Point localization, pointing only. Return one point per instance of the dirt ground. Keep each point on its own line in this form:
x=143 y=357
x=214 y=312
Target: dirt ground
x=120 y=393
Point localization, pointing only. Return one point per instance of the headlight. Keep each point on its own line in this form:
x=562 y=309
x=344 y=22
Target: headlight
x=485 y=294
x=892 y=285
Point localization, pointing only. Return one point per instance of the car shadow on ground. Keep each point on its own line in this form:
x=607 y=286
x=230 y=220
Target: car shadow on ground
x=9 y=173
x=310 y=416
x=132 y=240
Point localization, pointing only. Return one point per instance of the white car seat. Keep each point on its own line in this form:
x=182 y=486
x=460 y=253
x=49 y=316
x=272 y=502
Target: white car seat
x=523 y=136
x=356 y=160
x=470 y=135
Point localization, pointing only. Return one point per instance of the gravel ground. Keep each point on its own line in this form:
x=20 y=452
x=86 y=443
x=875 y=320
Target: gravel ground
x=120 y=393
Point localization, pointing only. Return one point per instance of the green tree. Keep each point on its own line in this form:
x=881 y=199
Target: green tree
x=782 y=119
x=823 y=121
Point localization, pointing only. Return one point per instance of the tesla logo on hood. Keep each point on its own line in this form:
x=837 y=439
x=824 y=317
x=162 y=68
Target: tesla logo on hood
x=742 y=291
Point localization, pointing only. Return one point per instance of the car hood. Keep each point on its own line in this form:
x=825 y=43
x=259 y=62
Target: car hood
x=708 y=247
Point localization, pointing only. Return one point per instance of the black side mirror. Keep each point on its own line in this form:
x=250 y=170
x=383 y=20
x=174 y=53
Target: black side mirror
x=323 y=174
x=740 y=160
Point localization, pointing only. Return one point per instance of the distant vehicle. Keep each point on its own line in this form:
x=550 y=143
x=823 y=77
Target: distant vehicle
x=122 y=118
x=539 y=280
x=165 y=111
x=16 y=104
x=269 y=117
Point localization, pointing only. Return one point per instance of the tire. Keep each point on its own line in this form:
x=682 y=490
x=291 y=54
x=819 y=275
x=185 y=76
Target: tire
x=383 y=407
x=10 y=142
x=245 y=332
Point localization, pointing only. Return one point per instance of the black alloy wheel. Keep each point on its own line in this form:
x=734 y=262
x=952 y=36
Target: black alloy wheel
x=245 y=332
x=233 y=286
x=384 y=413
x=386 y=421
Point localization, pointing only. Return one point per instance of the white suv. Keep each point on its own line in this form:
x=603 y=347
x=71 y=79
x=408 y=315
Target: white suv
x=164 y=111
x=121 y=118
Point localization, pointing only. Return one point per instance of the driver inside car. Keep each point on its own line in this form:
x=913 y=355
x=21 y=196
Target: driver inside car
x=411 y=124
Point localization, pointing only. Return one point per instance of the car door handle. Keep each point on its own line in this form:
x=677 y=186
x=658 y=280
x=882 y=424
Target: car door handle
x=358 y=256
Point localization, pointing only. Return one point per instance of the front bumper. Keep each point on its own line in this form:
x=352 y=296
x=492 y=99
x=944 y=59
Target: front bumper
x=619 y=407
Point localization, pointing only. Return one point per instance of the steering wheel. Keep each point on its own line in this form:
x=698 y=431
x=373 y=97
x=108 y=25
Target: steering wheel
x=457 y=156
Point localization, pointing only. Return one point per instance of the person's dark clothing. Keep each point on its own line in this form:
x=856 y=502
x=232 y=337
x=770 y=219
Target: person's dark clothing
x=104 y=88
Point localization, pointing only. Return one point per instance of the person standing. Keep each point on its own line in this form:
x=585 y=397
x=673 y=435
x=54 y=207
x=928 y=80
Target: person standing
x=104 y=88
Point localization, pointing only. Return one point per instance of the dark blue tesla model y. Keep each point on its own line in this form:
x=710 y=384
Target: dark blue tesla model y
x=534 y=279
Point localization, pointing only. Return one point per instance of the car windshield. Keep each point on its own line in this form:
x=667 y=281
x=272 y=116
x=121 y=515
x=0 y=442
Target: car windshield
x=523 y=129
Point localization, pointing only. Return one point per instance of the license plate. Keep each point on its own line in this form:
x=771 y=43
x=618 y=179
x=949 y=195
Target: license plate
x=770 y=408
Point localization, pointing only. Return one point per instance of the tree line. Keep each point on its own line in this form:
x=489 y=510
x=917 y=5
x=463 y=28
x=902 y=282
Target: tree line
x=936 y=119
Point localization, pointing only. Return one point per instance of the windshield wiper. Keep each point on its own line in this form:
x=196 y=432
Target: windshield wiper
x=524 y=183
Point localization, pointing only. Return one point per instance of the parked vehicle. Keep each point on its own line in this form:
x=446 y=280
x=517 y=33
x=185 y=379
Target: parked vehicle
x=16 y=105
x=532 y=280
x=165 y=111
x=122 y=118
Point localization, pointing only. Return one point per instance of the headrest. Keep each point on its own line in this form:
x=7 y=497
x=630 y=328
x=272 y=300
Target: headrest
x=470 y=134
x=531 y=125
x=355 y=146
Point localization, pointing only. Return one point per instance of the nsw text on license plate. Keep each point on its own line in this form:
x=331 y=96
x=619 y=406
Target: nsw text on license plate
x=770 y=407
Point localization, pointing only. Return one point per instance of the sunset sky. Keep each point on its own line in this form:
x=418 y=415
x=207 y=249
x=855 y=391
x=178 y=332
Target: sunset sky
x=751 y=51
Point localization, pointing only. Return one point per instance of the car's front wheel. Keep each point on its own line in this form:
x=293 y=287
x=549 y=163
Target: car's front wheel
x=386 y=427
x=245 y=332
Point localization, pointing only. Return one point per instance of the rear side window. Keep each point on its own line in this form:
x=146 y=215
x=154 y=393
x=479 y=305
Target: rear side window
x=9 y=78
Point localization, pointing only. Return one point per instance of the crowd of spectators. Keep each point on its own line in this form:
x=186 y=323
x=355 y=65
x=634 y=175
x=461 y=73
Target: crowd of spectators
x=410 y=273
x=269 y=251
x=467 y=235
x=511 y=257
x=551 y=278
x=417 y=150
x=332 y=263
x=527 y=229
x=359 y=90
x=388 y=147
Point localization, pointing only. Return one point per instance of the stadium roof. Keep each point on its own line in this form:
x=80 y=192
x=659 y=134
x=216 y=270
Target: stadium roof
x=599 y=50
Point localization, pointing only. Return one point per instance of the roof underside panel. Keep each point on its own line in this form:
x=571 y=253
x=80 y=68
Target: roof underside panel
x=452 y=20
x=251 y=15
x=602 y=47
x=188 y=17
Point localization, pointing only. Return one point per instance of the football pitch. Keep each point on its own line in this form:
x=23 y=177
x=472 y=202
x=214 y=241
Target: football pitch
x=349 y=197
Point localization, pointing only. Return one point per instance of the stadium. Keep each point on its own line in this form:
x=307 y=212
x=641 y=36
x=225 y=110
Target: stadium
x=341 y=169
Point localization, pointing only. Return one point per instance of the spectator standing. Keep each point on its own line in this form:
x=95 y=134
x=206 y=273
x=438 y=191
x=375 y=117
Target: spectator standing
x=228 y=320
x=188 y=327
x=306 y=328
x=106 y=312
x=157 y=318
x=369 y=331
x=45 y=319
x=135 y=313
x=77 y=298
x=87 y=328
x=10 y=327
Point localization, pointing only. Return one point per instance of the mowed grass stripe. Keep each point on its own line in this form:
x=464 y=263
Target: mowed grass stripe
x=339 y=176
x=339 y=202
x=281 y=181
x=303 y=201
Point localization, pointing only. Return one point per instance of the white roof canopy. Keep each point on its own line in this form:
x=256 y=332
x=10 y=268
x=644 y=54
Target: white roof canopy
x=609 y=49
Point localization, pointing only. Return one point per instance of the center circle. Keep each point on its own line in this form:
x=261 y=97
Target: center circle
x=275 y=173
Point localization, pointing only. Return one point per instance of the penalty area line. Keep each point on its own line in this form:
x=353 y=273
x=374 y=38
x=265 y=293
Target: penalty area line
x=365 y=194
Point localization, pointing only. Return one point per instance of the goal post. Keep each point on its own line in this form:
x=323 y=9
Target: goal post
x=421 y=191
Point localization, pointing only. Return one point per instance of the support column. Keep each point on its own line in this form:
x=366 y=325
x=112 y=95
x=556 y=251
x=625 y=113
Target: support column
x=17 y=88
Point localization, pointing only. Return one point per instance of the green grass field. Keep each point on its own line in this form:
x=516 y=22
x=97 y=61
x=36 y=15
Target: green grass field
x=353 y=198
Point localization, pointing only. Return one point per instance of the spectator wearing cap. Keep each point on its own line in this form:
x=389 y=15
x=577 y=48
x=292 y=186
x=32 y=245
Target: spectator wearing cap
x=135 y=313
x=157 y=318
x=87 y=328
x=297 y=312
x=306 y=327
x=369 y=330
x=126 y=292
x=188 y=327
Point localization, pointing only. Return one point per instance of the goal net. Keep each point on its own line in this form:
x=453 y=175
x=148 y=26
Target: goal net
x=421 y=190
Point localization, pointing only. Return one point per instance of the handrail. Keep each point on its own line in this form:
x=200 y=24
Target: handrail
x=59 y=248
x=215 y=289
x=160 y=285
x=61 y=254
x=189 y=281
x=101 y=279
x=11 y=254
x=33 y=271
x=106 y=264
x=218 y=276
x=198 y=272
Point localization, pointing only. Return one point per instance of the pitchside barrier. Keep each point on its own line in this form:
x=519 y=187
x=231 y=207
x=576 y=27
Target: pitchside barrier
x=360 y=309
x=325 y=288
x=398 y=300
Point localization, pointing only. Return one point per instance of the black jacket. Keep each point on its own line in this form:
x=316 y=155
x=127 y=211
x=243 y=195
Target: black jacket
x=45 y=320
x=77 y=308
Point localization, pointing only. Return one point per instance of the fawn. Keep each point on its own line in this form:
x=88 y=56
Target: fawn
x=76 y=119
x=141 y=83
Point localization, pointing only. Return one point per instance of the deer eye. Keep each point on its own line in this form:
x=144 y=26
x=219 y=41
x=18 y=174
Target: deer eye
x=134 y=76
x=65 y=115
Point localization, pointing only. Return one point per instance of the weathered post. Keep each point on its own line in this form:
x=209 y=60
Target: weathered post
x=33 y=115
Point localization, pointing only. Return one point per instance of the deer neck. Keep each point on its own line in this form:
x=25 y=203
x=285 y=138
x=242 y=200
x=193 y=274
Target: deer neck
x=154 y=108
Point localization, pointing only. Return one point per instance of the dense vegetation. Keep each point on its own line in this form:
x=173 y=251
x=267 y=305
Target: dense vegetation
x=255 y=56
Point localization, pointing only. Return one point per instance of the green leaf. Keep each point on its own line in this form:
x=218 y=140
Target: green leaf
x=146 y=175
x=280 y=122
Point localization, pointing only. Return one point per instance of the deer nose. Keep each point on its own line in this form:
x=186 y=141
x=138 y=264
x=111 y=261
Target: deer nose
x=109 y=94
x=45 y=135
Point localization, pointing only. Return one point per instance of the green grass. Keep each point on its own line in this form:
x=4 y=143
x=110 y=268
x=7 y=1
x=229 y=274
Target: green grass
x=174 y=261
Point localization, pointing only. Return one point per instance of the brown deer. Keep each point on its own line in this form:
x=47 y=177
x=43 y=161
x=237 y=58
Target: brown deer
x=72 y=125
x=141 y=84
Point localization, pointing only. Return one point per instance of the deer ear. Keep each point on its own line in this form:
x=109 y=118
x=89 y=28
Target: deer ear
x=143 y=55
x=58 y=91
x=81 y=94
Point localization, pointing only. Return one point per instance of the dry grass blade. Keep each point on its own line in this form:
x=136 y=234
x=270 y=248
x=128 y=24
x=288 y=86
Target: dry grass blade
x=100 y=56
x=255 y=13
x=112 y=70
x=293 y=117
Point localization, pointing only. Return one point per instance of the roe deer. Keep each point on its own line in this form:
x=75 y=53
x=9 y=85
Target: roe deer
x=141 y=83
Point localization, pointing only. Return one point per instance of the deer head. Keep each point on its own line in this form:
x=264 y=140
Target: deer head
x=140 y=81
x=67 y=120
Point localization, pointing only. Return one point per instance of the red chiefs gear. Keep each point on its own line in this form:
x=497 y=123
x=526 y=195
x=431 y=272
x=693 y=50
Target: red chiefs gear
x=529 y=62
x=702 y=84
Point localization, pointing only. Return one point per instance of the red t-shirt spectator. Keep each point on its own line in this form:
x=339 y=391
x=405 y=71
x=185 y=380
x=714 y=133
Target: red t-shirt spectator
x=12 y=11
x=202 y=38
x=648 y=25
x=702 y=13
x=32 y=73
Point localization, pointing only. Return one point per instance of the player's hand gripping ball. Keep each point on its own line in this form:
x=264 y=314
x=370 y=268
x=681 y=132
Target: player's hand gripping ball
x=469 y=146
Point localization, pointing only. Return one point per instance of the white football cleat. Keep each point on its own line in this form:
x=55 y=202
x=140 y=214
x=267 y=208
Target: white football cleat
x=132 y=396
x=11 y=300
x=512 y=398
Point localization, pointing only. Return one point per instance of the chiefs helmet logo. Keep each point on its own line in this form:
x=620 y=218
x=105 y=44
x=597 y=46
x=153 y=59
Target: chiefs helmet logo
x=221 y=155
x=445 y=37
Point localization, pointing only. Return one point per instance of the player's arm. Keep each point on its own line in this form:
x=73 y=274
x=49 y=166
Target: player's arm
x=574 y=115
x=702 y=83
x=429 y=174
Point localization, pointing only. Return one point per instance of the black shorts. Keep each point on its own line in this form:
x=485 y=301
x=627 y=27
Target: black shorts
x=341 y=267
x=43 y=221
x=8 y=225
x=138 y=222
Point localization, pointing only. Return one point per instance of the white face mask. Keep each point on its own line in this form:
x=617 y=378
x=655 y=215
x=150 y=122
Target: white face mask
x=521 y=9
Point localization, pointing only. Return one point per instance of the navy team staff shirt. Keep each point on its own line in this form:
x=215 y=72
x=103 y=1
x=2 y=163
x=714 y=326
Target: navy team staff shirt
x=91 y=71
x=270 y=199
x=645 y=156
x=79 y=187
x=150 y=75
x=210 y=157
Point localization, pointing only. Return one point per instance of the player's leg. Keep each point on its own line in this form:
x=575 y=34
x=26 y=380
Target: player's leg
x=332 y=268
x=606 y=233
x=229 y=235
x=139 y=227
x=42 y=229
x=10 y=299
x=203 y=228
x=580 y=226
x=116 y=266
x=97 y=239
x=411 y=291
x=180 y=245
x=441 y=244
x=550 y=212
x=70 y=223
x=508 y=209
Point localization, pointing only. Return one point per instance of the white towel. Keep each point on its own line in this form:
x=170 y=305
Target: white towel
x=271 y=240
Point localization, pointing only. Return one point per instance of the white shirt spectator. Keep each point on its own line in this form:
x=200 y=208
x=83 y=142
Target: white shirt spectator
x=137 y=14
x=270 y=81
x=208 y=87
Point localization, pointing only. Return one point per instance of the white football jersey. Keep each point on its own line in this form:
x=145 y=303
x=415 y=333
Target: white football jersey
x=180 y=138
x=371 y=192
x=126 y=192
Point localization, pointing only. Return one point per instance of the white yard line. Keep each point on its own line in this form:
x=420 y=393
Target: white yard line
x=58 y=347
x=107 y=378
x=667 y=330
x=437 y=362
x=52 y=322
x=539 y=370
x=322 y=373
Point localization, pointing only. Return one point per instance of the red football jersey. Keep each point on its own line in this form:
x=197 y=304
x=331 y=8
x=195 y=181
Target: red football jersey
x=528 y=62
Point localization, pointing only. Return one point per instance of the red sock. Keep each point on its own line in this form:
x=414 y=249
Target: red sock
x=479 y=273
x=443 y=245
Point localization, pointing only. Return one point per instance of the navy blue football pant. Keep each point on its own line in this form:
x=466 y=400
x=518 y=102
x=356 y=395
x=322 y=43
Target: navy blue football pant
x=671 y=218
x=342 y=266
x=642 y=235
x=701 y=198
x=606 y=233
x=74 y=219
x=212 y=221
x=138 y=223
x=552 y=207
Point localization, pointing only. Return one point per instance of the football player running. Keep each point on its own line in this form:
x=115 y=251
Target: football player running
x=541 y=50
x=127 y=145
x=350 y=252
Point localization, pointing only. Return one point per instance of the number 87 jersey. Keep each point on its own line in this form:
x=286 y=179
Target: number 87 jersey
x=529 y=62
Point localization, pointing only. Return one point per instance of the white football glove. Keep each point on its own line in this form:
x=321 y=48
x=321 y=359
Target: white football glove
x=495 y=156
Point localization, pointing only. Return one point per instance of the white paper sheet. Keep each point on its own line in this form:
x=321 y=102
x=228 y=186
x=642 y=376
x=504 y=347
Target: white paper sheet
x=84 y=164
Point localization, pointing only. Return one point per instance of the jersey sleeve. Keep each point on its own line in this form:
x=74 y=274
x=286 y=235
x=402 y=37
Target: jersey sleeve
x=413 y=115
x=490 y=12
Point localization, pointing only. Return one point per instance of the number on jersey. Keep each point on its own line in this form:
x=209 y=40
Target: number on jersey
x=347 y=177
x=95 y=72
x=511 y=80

--------------------

Reproduce only the lines of the records above, from the line containing "the green tree." through the line containing "x=740 y=160", both included. Add 63 to every x and y coordinate in the answer points, and leave the requests and their sample points unchanged.

Point localization, pointing only. Return one point per instance of the green tree. Keep each point on its own line in this form:
x=881 y=199
Target: green tree
x=845 y=182
x=886 y=184
Point localization, pointing only. Return one point per instance of the tesla logo on hood. Keep each point on its own line in this form:
x=837 y=439
x=824 y=317
x=162 y=68
Target: tesla logo on hood
x=805 y=354
Point localization, pointing only. Return one point per instance of the car hood. Keep each point on its own line in this form:
x=825 y=43
x=259 y=62
Target: car hood
x=771 y=310
Point localization, pointing only. Return one point per instance of the black side mirror. Keep each point on its own line in this form:
x=250 y=170
x=383 y=20
x=174 y=53
Target: black side mirror
x=386 y=237
x=803 y=223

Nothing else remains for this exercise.